*** Given passage ***
Friday, November 18, 2016

Macro-economic effects of the Great Event

A lot of people have been talking about macro-economic effects of the Great Event. Some people think these are positive - others disagree.

The thing about macro-economics is that it is easier to track and evaluate progress against. Being composed of hard numbers, macro-economic effects are less woolly than social or empowerment based benefits.  If the macro-economic effects are adverse - bankers everywhere will discard the policies that triggered them like an old shoe.

I want to capture what I feel is the main dynamical aspects here. I am doing this because unless there is a positive movement along these aspects - the entire demonetization will fail in real economic terms.

1) Increase in bank deposits - This was something the various Indian banks were happy about. The demonetization would force cash out of private cash reserves and into bank accounts that are easier to track. This notion received support from both the RBI and private bankers in India. Even some international economists felt this was a likely positive outcome.

A lot of people on the development side also said that if India was "cashless" - people would be able to use their Aadhar number much more effectively to access GoI and state government benefit schemes. Combined with the biometric Aadhar identifier and a secure encryption system - one could really see the core of India's economic reality change rapidly.

That said - as the great poet said - Delhi hanuz dur ast.

On Quora - there was a very interesting thread that people participated in - and the main conclusion was that there isn't going to be a significant shift in the amount of money stored in banks. A number of new accounts are likely to be opened, but it is unlikely that they will be operated with large quantities of cash sitting around in them. The people with piles and piles of money will never go to a bank to store it as that would attract the attention of the tax authorities and the people with small piles of cash don't really like to use bank accounts for the reasons below - so even if they open an account it will just have some nominal amount of money for a few days and then it will be withdrawn once the notes are all exchanged.

The real limiters here stem from the fact that most ordinary people in India (who use cash only) don't go to banks because

  1. There are no banks close by. (true for most of India - though this may change as paytm type operations become more common).
*** Extracted material ***
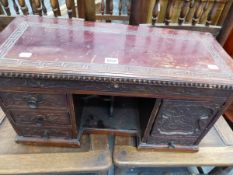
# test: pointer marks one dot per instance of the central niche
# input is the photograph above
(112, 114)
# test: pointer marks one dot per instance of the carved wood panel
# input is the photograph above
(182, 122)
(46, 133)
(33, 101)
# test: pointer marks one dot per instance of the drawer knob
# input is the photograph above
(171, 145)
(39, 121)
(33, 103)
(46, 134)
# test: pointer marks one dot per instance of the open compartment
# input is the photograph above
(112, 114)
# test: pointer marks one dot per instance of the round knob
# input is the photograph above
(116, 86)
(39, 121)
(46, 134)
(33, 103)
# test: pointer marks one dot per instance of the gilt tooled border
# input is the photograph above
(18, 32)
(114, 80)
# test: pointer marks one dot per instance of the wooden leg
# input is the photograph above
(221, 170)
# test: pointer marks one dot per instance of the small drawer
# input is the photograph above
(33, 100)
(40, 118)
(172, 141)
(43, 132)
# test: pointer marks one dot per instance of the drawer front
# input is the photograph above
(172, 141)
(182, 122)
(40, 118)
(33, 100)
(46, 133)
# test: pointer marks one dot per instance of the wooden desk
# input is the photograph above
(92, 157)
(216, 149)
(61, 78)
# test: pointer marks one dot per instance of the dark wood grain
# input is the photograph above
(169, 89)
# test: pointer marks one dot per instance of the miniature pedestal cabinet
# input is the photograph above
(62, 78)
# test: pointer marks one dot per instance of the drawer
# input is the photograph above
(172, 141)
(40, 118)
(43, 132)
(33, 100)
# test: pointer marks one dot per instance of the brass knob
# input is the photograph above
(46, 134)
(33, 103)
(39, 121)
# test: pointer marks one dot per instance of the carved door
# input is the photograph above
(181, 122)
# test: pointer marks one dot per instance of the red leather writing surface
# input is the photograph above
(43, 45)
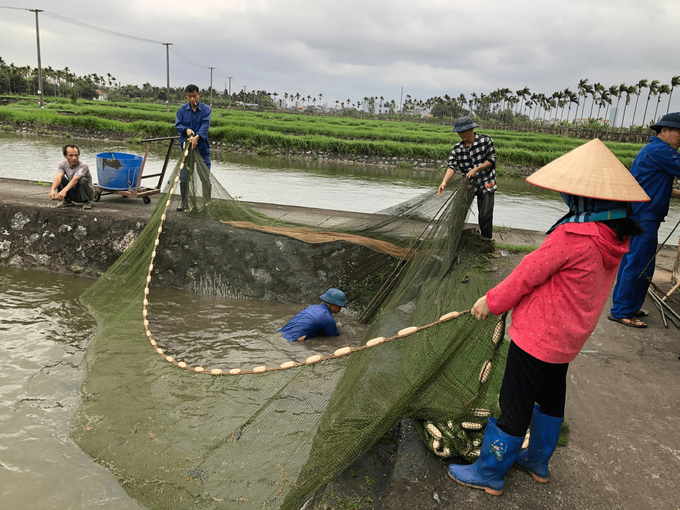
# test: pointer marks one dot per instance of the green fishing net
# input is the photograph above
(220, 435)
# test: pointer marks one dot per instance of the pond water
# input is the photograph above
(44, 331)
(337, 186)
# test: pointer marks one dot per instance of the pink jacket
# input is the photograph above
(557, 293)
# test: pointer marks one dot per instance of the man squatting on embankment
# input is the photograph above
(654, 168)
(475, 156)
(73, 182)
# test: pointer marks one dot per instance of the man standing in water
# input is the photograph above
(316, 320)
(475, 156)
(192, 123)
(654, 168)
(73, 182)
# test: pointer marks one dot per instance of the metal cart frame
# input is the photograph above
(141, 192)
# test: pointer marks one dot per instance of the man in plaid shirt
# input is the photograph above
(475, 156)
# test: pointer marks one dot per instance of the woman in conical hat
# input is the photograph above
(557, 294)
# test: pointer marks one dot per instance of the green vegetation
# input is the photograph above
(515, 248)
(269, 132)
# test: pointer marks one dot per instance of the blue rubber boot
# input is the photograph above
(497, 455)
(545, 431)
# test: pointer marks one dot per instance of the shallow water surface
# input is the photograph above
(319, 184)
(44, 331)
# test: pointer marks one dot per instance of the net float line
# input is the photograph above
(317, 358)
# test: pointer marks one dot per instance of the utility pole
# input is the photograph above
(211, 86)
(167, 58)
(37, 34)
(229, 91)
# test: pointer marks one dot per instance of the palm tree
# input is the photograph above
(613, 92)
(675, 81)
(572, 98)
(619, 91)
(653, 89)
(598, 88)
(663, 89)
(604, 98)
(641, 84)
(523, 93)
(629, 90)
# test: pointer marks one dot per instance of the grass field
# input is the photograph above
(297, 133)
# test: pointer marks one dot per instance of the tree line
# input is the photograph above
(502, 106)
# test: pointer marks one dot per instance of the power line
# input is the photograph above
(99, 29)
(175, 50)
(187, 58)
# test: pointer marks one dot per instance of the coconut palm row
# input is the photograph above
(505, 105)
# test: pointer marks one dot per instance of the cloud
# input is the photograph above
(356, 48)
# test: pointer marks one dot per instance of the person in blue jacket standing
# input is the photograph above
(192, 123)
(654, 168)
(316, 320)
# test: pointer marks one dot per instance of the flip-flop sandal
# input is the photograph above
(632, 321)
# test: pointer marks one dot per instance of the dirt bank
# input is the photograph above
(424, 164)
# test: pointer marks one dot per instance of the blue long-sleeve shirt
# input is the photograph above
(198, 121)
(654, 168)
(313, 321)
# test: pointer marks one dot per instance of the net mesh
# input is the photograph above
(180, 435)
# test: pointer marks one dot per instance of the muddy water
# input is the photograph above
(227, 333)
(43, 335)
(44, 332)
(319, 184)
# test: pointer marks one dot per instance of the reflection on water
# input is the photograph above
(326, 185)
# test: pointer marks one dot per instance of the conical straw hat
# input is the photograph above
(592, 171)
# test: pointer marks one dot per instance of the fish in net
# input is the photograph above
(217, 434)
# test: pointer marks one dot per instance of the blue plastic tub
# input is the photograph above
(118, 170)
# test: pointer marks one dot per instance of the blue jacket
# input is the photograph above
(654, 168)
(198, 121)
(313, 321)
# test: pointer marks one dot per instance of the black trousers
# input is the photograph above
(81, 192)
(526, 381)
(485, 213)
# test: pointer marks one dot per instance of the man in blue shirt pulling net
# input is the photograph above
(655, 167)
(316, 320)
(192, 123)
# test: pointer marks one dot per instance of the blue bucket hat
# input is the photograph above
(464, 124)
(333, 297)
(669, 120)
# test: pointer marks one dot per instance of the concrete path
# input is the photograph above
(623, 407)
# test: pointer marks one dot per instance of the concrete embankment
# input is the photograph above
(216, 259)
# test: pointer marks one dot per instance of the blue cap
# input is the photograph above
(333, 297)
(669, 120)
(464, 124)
***
*** Extracted material ***
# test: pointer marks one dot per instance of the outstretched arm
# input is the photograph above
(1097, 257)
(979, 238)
***
*** Extracted material ***
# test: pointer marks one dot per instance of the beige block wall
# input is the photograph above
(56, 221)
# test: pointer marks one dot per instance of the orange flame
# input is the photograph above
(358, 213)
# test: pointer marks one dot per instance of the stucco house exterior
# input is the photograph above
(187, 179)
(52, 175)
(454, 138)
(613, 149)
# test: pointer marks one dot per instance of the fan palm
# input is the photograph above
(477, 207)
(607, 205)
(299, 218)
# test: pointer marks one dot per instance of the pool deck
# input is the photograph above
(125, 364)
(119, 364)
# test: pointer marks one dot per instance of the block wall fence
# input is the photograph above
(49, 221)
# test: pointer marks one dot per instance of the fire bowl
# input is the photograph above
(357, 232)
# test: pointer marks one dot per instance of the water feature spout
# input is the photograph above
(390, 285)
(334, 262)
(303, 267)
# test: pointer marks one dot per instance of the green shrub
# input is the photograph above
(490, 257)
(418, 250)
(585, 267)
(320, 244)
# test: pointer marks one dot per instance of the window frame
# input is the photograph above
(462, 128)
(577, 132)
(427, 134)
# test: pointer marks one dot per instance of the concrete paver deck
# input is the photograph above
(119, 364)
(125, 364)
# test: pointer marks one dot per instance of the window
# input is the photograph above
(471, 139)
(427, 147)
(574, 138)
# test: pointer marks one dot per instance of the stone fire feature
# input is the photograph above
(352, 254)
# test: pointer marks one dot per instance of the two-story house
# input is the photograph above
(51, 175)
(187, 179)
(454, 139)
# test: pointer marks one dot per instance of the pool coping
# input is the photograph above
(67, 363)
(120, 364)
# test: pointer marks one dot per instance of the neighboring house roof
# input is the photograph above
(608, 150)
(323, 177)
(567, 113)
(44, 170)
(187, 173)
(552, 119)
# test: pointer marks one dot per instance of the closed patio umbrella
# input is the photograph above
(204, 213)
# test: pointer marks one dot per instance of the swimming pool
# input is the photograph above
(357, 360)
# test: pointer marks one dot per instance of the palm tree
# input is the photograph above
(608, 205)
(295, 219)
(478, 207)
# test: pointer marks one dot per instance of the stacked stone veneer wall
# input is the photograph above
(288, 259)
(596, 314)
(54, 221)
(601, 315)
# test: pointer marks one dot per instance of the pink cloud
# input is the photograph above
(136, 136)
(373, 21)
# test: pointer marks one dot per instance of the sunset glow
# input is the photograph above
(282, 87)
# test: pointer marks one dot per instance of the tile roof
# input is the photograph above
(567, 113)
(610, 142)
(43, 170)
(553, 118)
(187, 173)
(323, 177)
***
◆ **Tasks**:
1. Answer these questions from the demonetization post:
(a) Besides private bankers in India, which institution supported the idea that demonetization would move cash into bank accounts?
(b) What was the main conclusion of the Quora thread the post describes?
(c) What is the first reason given for why most ordinary people in India do not go to banks?
2. Write the next part of the demonetization post, continuing from its last numbered reason.
The entries were drawn from a source separate from the demonetization post.

◆ **Results for each task**:
1.
(a) The RBI.
(b) There is not going to be a significant shift in the amount of money stored in banks.
(c) There are no banks close by.

2.
  2. When they go to banks - they feel that banks are biased against them (basically a trust issue - "they treat us like dogs because we are poor/low caste", "they make the account in the husband's name" etc...).
  3. They spend all their time working and don't have time to go to a bank. (this I feel is really true for the so-called "daily wagers" - who only get paid at the end of a long hard day after the banks have closed). 
  4. They are operating at subsistence level and living day to day and do not have any real savings. The money they "save" doesn't even pay for the trip to the bank. 
My personal sense is that the factors limiting the growth of bank deposits in India are unrelated to "black money" and more driven by cultural and economic factors.  India is economically and culturally in the same space that the US or Europe was during the Great Depression. 


2) Lowering of interest rates - This trend was anticipated and many were salivating over it. The basic logic here is that if the deposits rise - banks don't want to have money sit around and pay high interest on it. So they lower the interest rate and hope that people will borrow money and the difference between the interest rates for lending and deposits will be sufficient to support the banking operations.

I call this the "Brahmin's Pot" theory - after the famed Panchatantra tale of the Brahmin and his Dream.If the deposits go up and if there are people willing (and able) to take out loans and the new businesses the loans help start do well then there will be enough interest income coming into the banks to allow them to pay interest dividends to the depositors (or central bankers they actually borrow money from)... That is a lot of ifs and buts and a crucial component of this is that the economic slowdown caused by the cash flow problem not impede the growth of businesses created with the newly issued loans - otherwise the banks will simply be saddled with toxic debt and no dividends will ever come back to the people who deposited the money.

A key limiter here is that people in India don't have credit histories that are easily tracked. This makes lending a very risky affair, everything has to be collateralized in some way and that limits the rate at which people take out loans. Some people have said the system in India favors companies that borrow big sums of money and default on those loans, and this demonetization is actually just a fancy way of pulling wealth from the poor and shoving it into bad loans to the rich.  That may or may not be true - but merely lowering the interest rate does not have the same effect in India as it does in the US where credit-worthiness is a much more transparent affair. India does not have a personal credit scoring system.

3) Other stuff:  A number of other gray areas like "taxation increase" and "inflation" or "deflation" have been bandied about - but I don't see any way to really estimate which of those will actually occur.

Off topic - 

I saw this YouTube video - it really brightened up my day. I can say that things are going in the right direction in some parts of the world. I wish I could say the same about other places.

4 Comments:

At 2:42 AM, Blogger Wise_Ass said...

Excellent explaination of various facets of the Great event by Bibek Debroy
http://www.youtube.com/watch?v=zGVh0sEy-i0

 
At 5:16 AM, Blogger maverick said...

Dear Wise_Ass,

Thanks - I will look through it. Although I confess "Shyama Prasad Mukherjee Foundation" doesn't exactly shout out neutrality and I have never been able to listen to Ashok Malik without falling asleep mid-way through the conversation.

I hope I am clear about what I am saying in that post.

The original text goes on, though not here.